Dataset rows:
◇ ◇ ◇ ◇ ◇

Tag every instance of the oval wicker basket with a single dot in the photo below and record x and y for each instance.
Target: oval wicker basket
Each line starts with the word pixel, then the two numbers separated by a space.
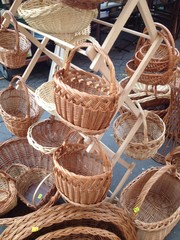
pixel 18 108
pixel 39 188
pixel 82 177
pixel 153 199
pixel 105 216
pixel 8 193
pixel 52 17
pixel 14 46
pixel 84 100
pixel 146 141
pixel 47 135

◇ ◇ ◇ ◇ ◇

### Stated exercise
Please rewrite the listing above with "oval wicker basket" swapped for "round straw hamper" wherever it occurs, changing nothing else. Omit the pictures from your version.

### Result
Tag every instance of the round straw hamper with a single dot in the photo below and record x and y for each instance.
Target: round straw hamper
Each line starts with the word pixel, then the two numbers separated by a space.
pixel 18 108
pixel 39 188
pixel 82 177
pixel 153 199
pixel 105 216
pixel 8 193
pixel 52 17
pixel 14 46
pixel 84 100
pixel 146 141
pixel 47 135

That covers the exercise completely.